WORK REQUEST:
Transcribe exactly the lines that fall between the one holding "point_to SHOULD place one pin on every instance of the paving" and the one holding "point_to SHOULD place one pin on every instance of the maroon", inclusive, from the entries below.

──────── RECORDED INFORMATION ────────

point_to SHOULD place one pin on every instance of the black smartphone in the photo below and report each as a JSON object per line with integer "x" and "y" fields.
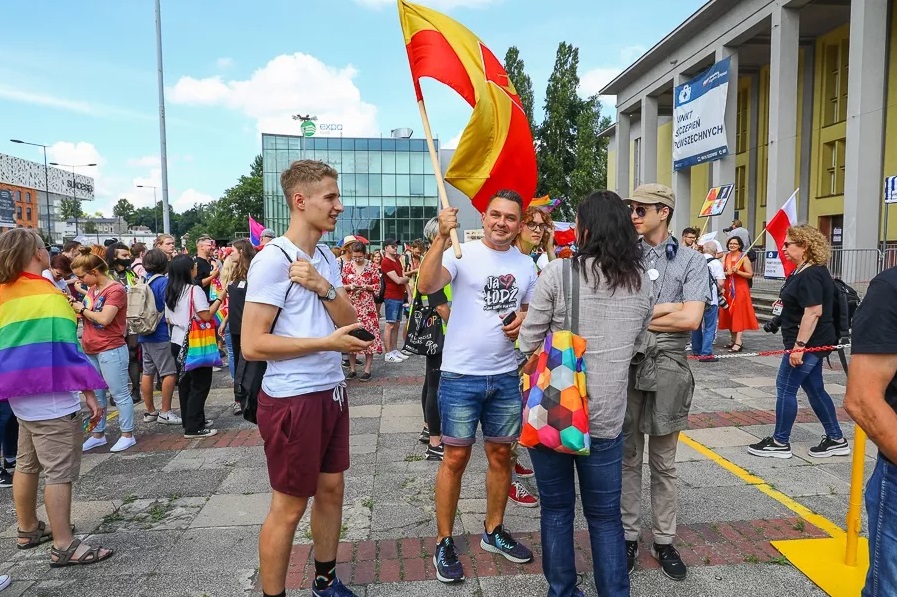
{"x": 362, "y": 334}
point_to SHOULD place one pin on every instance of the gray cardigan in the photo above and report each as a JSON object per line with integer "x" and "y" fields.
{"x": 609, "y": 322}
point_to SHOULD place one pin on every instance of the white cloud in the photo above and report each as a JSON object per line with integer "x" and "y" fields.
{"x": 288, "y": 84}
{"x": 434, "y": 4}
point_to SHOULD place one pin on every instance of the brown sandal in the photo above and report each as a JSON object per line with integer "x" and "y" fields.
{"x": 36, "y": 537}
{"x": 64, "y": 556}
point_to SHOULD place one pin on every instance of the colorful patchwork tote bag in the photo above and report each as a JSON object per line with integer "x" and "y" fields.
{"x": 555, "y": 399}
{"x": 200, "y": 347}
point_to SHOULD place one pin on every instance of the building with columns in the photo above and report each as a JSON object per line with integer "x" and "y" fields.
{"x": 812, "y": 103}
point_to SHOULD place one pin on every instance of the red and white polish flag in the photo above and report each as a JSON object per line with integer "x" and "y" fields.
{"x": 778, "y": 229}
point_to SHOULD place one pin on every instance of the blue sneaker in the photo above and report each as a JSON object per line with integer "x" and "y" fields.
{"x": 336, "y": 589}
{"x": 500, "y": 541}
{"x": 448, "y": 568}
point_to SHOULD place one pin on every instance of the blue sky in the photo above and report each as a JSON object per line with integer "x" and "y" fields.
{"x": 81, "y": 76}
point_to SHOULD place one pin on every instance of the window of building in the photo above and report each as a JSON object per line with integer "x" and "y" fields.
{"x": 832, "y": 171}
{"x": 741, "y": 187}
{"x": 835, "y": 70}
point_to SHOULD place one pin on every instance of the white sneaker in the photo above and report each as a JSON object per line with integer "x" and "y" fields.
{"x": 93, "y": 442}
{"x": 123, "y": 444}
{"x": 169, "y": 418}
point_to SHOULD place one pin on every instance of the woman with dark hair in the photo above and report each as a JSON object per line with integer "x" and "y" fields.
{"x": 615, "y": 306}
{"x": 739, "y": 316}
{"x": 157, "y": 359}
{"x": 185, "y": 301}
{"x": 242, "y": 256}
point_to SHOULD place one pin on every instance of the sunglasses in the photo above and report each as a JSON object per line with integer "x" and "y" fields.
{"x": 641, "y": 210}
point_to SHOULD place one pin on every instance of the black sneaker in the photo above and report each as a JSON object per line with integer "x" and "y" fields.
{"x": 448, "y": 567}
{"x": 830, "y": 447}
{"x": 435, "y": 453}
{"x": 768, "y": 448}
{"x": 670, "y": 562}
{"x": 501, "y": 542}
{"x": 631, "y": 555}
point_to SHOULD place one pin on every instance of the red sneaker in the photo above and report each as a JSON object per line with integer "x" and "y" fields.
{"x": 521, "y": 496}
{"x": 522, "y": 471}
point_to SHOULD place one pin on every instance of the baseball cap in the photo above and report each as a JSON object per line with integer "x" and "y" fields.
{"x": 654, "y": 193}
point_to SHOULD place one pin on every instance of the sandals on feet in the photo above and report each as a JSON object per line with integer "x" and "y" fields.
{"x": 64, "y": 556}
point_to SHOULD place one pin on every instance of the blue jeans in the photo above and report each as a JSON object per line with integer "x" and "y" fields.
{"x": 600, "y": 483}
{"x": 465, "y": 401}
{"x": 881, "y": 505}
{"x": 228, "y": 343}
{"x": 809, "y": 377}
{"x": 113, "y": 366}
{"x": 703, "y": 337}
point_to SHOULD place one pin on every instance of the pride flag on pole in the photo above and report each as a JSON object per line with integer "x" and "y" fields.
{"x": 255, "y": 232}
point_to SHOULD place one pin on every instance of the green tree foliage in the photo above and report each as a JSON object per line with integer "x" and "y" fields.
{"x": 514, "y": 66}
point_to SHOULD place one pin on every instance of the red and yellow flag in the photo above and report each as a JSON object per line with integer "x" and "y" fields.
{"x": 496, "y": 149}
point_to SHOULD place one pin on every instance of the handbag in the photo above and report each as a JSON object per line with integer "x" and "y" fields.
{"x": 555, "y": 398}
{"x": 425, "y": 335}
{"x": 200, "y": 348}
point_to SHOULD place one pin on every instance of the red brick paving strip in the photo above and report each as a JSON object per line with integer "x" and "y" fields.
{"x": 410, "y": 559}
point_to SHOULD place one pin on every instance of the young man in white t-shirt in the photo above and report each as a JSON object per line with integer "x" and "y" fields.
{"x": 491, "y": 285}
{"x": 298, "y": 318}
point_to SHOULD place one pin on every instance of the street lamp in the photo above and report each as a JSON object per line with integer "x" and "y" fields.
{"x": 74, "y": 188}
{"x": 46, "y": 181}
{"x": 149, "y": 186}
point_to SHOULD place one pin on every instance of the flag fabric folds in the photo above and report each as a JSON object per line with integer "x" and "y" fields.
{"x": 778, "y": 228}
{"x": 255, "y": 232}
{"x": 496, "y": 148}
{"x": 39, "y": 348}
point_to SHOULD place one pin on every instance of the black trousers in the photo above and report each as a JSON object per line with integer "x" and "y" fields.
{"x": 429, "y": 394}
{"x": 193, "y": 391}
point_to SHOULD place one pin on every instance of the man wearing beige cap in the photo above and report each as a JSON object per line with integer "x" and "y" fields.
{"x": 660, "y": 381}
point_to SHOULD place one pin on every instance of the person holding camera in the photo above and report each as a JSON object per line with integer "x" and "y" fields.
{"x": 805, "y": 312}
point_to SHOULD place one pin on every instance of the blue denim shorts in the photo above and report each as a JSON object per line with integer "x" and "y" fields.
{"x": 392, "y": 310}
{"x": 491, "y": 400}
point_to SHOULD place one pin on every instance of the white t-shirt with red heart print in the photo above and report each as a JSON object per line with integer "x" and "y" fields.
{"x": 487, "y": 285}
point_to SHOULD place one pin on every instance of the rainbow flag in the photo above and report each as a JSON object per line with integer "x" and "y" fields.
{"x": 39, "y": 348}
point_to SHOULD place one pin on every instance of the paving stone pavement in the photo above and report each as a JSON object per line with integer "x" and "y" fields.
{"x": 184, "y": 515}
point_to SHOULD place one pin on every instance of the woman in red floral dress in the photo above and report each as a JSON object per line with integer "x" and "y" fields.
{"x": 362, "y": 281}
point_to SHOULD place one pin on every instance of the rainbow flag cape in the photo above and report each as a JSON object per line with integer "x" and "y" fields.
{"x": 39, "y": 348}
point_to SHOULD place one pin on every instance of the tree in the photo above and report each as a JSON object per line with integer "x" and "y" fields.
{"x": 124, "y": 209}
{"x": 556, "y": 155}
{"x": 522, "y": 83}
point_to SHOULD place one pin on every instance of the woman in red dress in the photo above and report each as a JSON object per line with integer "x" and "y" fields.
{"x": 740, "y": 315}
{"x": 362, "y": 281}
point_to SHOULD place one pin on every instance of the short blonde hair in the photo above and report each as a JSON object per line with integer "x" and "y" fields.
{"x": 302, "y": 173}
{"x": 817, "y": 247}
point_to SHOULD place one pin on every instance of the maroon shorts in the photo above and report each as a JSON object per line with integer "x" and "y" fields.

────────
──────── RECORDED INFORMATION ────────

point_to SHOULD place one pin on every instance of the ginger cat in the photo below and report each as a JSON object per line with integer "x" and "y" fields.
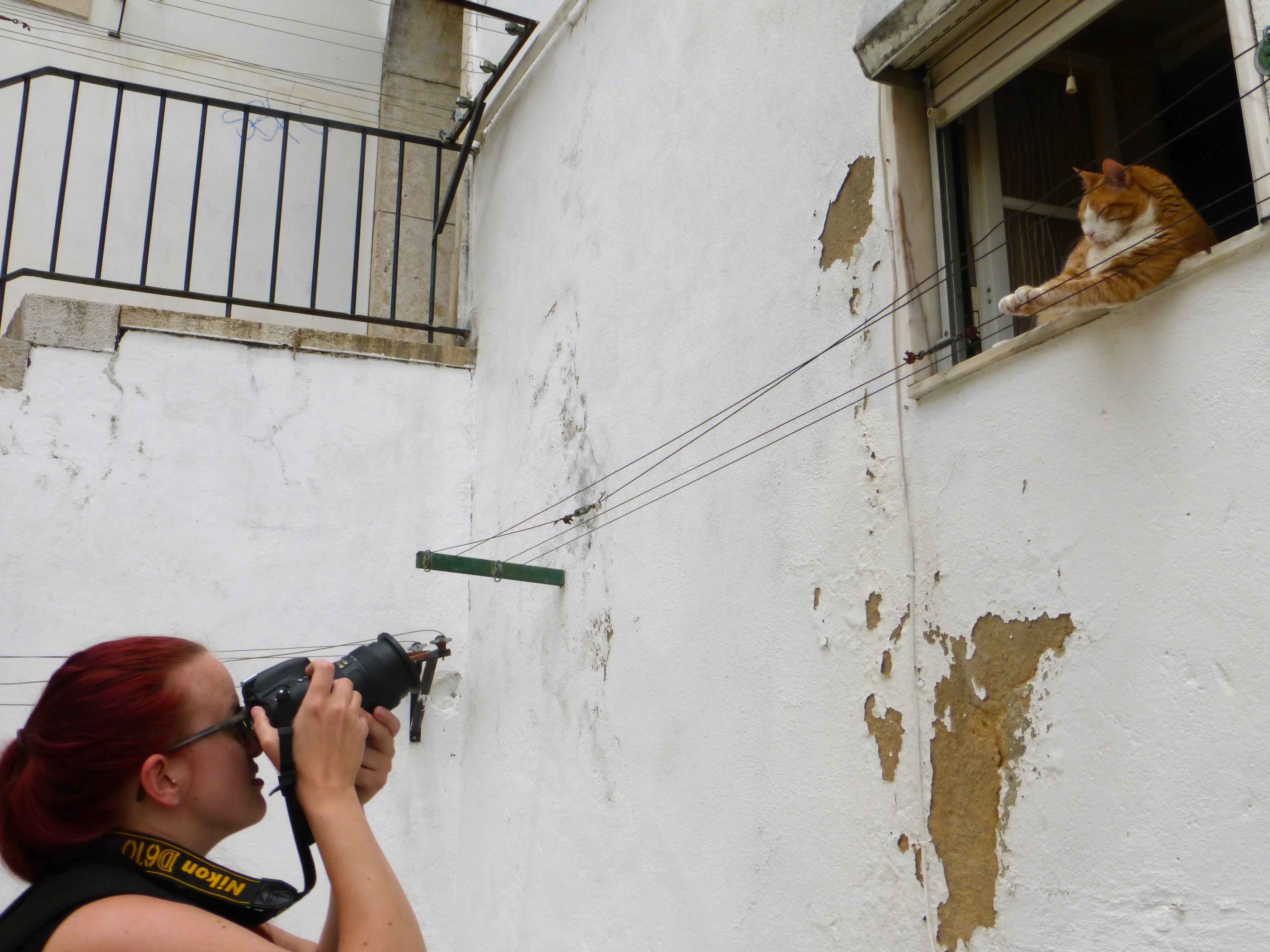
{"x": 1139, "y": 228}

────────

ANSWER TO THIS EXERCISE:
point_to SHOULD place one pin on every instance of the paving stone pavement in the photo above and report each as a JSON object per line with integer "x" and "y" fields.
{"x": 184, "y": 515}
point_to SHOULD place one pin on every instance of the woman in red floral dress in the photo above and report each as a JSON object per line with integer "x" and "y" fields.
{"x": 362, "y": 281}
point_to SHOULD place one pin on every instance of the rainbow flag cape in the photo above and report each as a JSON object per line with integer "x" and "y" fields.
{"x": 39, "y": 348}
point_to SHOULD place one pin on every instance of the tree in the photo above and report each as a JSON object per line with integer "x" and "y" fields.
{"x": 124, "y": 209}
{"x": 556, "y": 155}
{"x": 522, "y": 83}
point_to SHOULD place one pin on every instance of the woman in red dress in the photo above and report each as a JSON object per line with integer "x" and "y" fields.
{"x": 740, "y": 315}
{"x": 362, "y": 281}
point_to SHOULD place one pin on every instance of the short blonde hair in the photo above and report each as a JSON object per line with integer "x" and "y" fields.
{"x": 302, "y": 173}
{"x": 817, "y": 247}
point_to SHOULD place one pin on every instance of the maroon shorts in the photo above and report each as a JSON object per line with integer "x" and "y" fields.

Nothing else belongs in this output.